SOURCE TEXT

'''

In past years Menger, along with dozens of other organic chemists, has studied tiny, man-made sub-microscopic vesicles because they exhibited some of the characteristics of living systems. "We used various techniques like fluorescence, but our conclusions were always indirect," he said. "We needed to get the vesicles large enough to see." Since very little had been done with giant vesicles, Menger felt they were ripe for the plucking. He knows of no other laboratory in the world currently pursuing this line of work.

Making the vesicles sounds as easy as a second-grade science experiment. The lipid is immersed in water and begins to grow spaghetti-like formations that pinch off into spheres. Vesicles can be made with a variety of lipids, including natural ones like lecithin, but Menger's lab has had the most success with the synthetic DDAB. Unilamellar vesicles, composed of just one shell, are easier to study than the multi-lamellar variety, which are more onion-like. After they grow a crop of new vesicles, the chemists irritate them with chemicals, probes, heat or cold to see whether they will act like living cells. In many ways they do. "People who have seen our video think they are looking at living systems," reported Menger, "and yet it's just a simple chemical." Surfactants, or soap-like chemicals like octyl glucoside, weaken vesicle membranes, allowing smaller vesicles to pass through. Then, the membrane quickly heals itself. Steroids, such as the bile salt cholate, used by the human digestive system to solubilize fat, stimulates a vesicle to eat other vesicles until it grows larger then finally disappears. Vesicle fusion can be induced by adding sodium acetate.

Of particular interest to Menger is the behavior of cell membranes, which are critical to many biological processes. For example, membranes are damaged in burn injuries. Drug delivery depends on drugs passing through membranes to get into the blood stream. Cancer cells, when they metastasize, burrow their way through membranes, get into the blood stream or lymphatic system and travel to a different site. In gene therapy, genes must pass through membranes.

'''

RECORDED DATA
'''

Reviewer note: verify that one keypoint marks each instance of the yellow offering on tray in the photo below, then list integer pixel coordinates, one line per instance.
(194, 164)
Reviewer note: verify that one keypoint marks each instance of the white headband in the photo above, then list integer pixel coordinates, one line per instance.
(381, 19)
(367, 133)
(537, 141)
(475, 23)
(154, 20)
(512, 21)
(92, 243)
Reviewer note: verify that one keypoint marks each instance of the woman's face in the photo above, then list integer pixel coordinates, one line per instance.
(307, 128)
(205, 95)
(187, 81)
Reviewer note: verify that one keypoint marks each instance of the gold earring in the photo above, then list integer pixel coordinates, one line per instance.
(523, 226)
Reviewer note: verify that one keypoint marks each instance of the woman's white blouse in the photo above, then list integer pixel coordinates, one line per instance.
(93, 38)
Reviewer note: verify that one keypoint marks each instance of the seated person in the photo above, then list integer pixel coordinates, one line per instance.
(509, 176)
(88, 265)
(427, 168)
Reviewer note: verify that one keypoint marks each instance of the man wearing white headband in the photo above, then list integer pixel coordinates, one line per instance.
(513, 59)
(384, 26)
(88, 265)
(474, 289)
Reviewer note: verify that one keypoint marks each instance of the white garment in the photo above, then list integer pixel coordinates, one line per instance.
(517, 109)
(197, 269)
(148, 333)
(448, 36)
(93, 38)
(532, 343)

'''
'''

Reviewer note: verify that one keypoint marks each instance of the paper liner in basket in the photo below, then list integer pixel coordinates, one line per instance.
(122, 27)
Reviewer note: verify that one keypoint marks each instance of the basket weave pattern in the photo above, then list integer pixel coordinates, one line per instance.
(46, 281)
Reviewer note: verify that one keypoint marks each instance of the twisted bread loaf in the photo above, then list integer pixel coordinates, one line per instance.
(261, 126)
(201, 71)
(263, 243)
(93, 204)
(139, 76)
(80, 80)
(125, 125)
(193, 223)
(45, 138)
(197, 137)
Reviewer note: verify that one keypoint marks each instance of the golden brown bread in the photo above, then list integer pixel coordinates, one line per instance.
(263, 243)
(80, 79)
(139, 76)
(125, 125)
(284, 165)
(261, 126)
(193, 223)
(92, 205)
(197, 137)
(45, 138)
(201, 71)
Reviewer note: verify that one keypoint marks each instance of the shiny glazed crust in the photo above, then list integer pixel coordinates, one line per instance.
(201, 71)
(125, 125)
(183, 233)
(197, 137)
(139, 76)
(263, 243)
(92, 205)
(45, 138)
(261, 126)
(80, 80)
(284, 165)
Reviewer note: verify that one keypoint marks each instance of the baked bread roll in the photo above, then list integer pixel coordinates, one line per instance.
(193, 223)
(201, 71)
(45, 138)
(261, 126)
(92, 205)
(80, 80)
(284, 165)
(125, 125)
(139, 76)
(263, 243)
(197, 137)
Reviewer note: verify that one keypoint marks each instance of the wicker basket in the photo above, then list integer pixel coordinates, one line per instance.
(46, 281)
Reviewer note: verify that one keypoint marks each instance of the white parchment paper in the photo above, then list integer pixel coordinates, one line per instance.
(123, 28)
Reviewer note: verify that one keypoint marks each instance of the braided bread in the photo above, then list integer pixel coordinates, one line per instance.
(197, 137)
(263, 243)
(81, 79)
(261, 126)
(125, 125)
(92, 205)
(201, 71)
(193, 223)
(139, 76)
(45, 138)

'''
'''

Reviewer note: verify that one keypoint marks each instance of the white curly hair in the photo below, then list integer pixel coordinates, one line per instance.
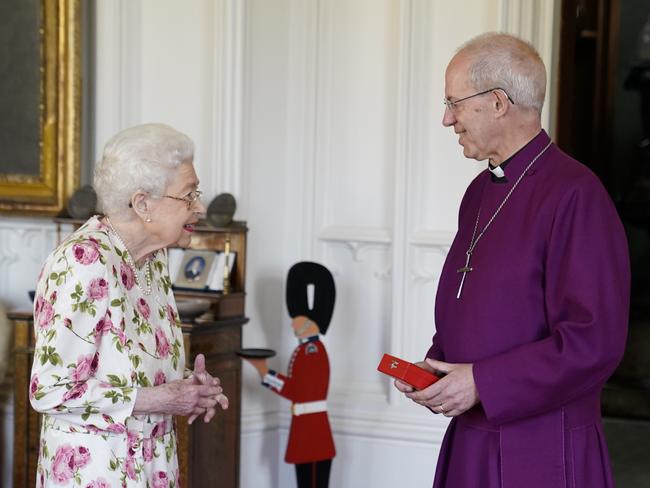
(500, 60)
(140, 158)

'''

TASKS FOR THIS EXERCISE
**1.** In the passage on giant vesicles, which synthetic lipid has given Menger's lab the most success?
**2.** The passage on giant vesicles gives examples of cases in which cell membranes play a part. List them all.
**3.** Continue the passage on giant vesicles after its last sentence.

TASK-BY-TASK RESULTS
**1.** DDAB

**2.**
- Burn injuries, which damage membranes
- Drug delivery, where drugs pass through membranes into the blood stream
- Cancer metastasis, where cancer cells burrow through membranes
- Gene therapy, where genes must pass through membranes

**3.**
"We want to understand the process of molecules diffusing from the outside of a cell to the inside, or the outside of a vesicle to the inside," explained Menger. "In our laboratory we are seeing processes that have never been observed before. For example, when we physically damage a vesicle, we can see it heal. We can inject a fluorescent dye into a vesicle and measure how fast a substance diffuses through a membrane.

Menger's vesicles are unlike living cells in that they are not self-replicating. They cannot yet divide in two, grow to a certain size, and divide again. In some cases vesicles can grow bigger; in other cases big vesicles "give birth" to smaller ones. So far, however, all these things don't happen simultaneously.

Menger and his colleagues, Kurt Gabrielson, who completed his Ph.D. at Emory last year, and current graduate student Stephen Lee, have had to manufacture and learn to use equipment found more often in cytology labs or in vitro fertilization labs than in chemistry labs. Micromanipulators and micropipettes are necessary for handling the cell-like vesicles. New computer software allows the images to be rearranged, cut, enhanced, stored and printed with precision.

"The big difference in what we are doing and in what cytologists do is that they are working with living systems and we are working with chemical systems," said Menger. "The trouble with living cells is that they are so complicated you don't always know what you're working with. Here we have defined the system and simplified the whole thing."

Soon the chemists will be able to study how their vesicles interact with living cells. Postdoctoral student Lillian Daniels, an expert in cell growth, will be joining Menger's lab to begin culturing cells. "We want to find out things like whether an amoeba will eat a vesicle, and whether we can promote vesicle entry into a cell," said Menger. "This is the borderline where chemistry and biology meet."

Menger's work has been supported for the past three years by a recently renewed grant from the National Institutes of Health. The German chemical journal, Angewandt Chemie, will publish a long article summarizing his work, which is largely unknown to other chemists, later this year.